# [STATED TASK]
Reproduce the listing verbatim.

# [ENTRIES]
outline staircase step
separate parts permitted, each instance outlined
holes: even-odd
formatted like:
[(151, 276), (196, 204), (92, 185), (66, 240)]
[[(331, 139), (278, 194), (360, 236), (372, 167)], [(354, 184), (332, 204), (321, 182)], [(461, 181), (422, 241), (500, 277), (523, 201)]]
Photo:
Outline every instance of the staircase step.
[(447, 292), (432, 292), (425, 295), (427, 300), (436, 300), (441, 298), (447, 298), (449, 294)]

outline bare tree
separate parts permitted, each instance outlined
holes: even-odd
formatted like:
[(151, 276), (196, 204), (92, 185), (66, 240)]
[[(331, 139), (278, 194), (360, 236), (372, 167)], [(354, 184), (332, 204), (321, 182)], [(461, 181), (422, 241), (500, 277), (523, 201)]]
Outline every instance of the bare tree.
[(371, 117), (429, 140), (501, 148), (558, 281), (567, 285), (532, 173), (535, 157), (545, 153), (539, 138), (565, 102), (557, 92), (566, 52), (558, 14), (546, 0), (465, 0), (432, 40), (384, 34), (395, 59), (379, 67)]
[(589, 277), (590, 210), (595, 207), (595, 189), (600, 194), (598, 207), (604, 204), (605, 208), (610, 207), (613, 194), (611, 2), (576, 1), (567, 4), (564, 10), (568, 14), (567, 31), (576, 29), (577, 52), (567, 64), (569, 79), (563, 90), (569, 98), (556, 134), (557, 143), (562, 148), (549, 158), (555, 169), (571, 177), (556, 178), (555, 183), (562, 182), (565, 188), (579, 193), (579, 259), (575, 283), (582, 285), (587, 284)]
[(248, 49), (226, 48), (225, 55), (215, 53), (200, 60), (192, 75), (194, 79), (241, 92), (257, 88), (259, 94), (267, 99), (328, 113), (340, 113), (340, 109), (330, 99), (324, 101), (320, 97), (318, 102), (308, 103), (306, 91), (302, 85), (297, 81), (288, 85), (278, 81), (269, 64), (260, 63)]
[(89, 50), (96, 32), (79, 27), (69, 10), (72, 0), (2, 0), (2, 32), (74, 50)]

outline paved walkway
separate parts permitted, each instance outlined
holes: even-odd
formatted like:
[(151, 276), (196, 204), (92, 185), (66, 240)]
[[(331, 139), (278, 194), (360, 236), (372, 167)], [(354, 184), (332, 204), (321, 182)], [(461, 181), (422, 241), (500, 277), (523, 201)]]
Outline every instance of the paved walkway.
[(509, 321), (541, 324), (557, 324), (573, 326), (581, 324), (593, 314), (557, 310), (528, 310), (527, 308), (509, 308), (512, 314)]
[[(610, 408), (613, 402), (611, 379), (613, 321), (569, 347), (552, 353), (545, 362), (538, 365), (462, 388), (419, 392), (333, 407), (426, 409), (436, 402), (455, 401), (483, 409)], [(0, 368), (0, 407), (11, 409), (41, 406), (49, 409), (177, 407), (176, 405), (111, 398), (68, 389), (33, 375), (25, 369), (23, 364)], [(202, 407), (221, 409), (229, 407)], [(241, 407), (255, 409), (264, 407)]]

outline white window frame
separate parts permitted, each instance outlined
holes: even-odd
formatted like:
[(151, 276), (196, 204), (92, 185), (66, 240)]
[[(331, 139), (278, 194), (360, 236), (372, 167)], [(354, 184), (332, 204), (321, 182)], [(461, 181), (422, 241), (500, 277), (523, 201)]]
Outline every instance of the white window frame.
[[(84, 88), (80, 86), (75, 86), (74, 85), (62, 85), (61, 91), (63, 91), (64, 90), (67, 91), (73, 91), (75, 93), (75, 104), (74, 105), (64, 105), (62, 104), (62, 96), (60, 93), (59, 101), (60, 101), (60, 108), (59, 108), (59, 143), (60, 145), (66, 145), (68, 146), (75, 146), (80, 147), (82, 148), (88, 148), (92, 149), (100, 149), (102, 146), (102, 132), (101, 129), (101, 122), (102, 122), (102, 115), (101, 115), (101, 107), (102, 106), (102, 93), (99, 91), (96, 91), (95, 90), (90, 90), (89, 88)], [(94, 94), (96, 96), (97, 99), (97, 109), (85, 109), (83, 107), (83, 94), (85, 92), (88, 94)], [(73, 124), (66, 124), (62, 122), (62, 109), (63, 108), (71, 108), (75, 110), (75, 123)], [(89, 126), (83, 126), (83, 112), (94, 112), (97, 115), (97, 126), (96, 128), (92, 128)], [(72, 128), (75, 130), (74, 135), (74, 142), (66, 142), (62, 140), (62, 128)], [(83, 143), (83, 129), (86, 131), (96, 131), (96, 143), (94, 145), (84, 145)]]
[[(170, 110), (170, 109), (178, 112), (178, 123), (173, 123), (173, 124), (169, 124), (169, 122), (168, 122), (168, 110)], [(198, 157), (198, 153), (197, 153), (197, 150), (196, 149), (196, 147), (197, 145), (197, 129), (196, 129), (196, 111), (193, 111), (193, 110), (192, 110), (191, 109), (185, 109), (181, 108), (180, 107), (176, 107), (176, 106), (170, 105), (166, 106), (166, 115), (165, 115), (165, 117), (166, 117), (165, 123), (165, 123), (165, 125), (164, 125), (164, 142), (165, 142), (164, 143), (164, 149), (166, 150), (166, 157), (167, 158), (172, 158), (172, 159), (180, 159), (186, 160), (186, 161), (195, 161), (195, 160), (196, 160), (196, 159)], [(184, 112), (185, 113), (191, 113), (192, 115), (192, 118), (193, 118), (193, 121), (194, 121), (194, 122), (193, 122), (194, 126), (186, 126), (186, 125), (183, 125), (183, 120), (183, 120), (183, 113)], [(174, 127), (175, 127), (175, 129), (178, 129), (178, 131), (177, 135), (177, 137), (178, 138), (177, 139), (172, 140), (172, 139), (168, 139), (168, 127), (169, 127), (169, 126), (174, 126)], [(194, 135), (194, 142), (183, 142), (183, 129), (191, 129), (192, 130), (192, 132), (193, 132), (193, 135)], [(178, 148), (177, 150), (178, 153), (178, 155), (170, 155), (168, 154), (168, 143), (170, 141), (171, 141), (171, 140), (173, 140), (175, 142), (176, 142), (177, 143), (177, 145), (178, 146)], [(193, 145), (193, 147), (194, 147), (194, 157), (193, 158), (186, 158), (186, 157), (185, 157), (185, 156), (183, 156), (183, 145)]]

# [SOLUTION TO THE PROBLEM]
outline staircase step
separate parts permitted, each instance outlined
holes: even-odd
formatted like:
[(151, 276), (196, 204), (92, 185), (66, 240)]
[[(331, 139), (278, 194), (360, 236), (372, 167)], [(354, 184), (332, 204), (321, 182)], [(461, 181), (422, 241), (500, 277), (523, 201)]]
Photo:
Outline every instance of the staircase step.
[(447, 292), (432, 292), (425, 295), (427, 300), (436, 300), (441, 298), (447, 298), (449, 294)]

outline bare tree
separate parts permitted, each instance outlined
holes: even-odd
formatted like:
[(151, 276), (196, 204), (92, 185), (66, 240)]
[[(331, 139), (278, 194), (360, 236), (372, 167)], [(354, 184), (332, 204), (321, 182)], [(461, 181), (422, 241), (500, 277), (523, 201)]]
Outline every instance of the bare tree.
[(371, 117), (429, 140), (501, 148), (558, 281), (567, 285), (532, 173), (535, 157), (545, 153), (539, 138), (565, 102), (557, 92), (566, 52), (558, 14), (546, 0), (465, 0), (432, 40), (384, 34), (395, 59), (379, 67)]
[(589, 277), (590, 210), (595, 207), (595, 189), (600, 194), (598, 207), (604, 204), (605, 208), (610, 207), (613, 194), (611, 2), (576, 1), (567, 4), (564, 10), (568, 14), (567, 31), (576, 29), (577, 52), (567, 64), (569, 79), (563, 90), (569, 98), (556, 134), (557, 143), (562, 148), (549, 158), (555, 169), (571, 177), (556, 178), (555, 183), (562, 182), (565, 188), (579, 193), (579, 259), (575, 283), (582, 285), (587, 284)]
[(248, 49), (226, 48), (225, 55), (215, 53), (200, 60), (192, 75), (194, 79), (241, 92), (257, 88), (259, 94), (267, 99), (328, 113), (340, 113), (340, 109), (330, 99), (324, 101), (320, 97), (318, 102), (308, 103), (306, 91), (302, 85), (297, 81), (288, 85), (278, 81), (269, 64), (260, 63)]
[(89, 50), (96, 32), (79, 27), (69, 10), (72, 0), (2, 0), (2, 32), (74, 50)]

outline paved walkway
separate parts permitted, each instance outlined
holes: even-odd
formatted like:
[(151, 276), (196, 204), (92, 185), (66, 240)]
[[(331, 139), (278, 194), (360, 236), (372, 167)], [(354, 184), (332, 204), (321, 182)], [(461, 181), (422, 241), (500, 277), (523, 201)]]
Outline every instance of the paved walkway.
[(509, 321), (541, 324), (557, 324), (573, 326), (581, 324), (593, 314), (557, 310), (528, 310), (527, 308), (509, 308), (512, 314)]
[[(610, 408), (613, 402), (611, 379), (613, 321), (569, 347), (552, 353), (545, 362), (538, 365), (462, 388), (419, 392), (333, 407), (426, 409), (436, 402), (455, 401), (483, 409)], [(0, 368), (0, 407), (11, 409), (41, 406), (49, 409), (177, 407), (176, 405), (111, 398), (68, 389), (33, 375), (25, 369), (23, 364)], [(202, 407), (221, 409), (229, 407)], [(241, 407), (255, 409), (264, 407)]]

outline white window frame
separate parts permitted, each instance outlined
holes: even-odd
formatted like:
[(151, 276), (196, 204), (92, 185), (66, 240)]
[[(331, 139), (278, 194), (360, 236), (372, 167)], [(354, 184), (332, 204), (321, 182)], [(461, 181), (422, 241), (500, 277), (523, 201)]]
Outline every instance of the white window frame.
[[(84, 88), (80, 86), (75, 86), (74, 85), (62, 85), (61, 91), (63, 91), (64, 90), (67, 91), (73, 91), (75, 93), (75, 104), (74, 105), (64, 105), (62, 104), (62, 96), (60, 93), (59, 101), (60, 101), (60, 108), (59, 108), (59, 143), (60, 145), (66, 145), (68, 146), (75, 146), (80, 147), (82, 148), (88, 148), (92, 149), (100, 149), (102, 146), (102, 132), (101, 129), (101, 122), (102, 122), (102, 115), (101, 115), (101, 107), (102, 106), (102, 93), (99, 91), (96, 91), (95, 90), (90, 90), (89, 88)], [(94, 94), (96, 96), (97, 99), (97, 109), (85, 109), (83, 107), (83, 94), (85, 92), (88, 94)], [(73, 124), (66, 124), (62, 122), (62, 109), (63, 108), (71, 108), (75, 110), (75, 123)], [(89, 126), (83, 126), (83, 112), (94, 112), (97, 115), (97, 126), (96, 128), (92, 128)], [(72, 128), (75, 130), (74, 135), (74, 142), (66, 142), (62, 140), (62, 128)], [(83, 143), (83, 129), (86, 131), (96, 131), (96, 143), (94, 145), (84, 145)]]
[[(170, 110), (170, 109), (178, 112), (178, 123), (173, 123), (173, 124), (169, 124), (169, 122), (168, 122), (168, 110)], [(198, 157), (198, 153), (197, 153), (197, 150), (196, 149), (196, 147), (197, 145), (197, 129), (196, 129), (196, 111), (193, 111), (193, 110), (192, 110), (191, 109), (185, 109), (181, 108), (180, 107), (176, 107), (176, 106), (170, 105), (166, 106), (166, 115), (165, 115), (165, 117), (166, 117), (165, 123), (165, 123), (165, 125), (164, 125), (164, 142), (165, 142), (164, 143), (164, 149), (166, 150), (166, 157), (167, 158), (172, 158), (172, 159), (180, 159), (186, 160), (186, 161), (195, 161), (195, 160), (196, 160), (196, 159)], [(184, 112), (185, 113), (191, 113), (192, 115), (192, 118), (193, 118), (193, 121), (194, 121), (194, 122), (193, 122), (194, 126), (186, 126), (186, 125), (183, 125), (183, 120), (183, 120), (183, 113)], [(174, 127), (175, 127), (175, 129), (178, 129), (178, 131), (177, 135), (177, 137), (178, 138), (177, 139), (172, 140), (172, 139), (168, 139), (168, 127), (169, 127), (169, 126), (174, 126)], [(194, 135), (194, 142), (183, 142), (183, 129), (191, 129), (192, 130), (192, 132), (193, 132), (193, 135)], [(178, 148), (177, 150), (178, 153), (178, 155), (170, 155), (168, 154), (168, 143), (170, 141), (171, 141), (171, 140), (173, 140), (175, 142), (176, 142), (177, 143), (177, 145), (178, 146)], [(193, 145), (193, 147), (194, 147), (194, 157), (193, 158), (186, 158), (186, 157), (185, 157), (185, 156), (183, 156), (183, 145)]]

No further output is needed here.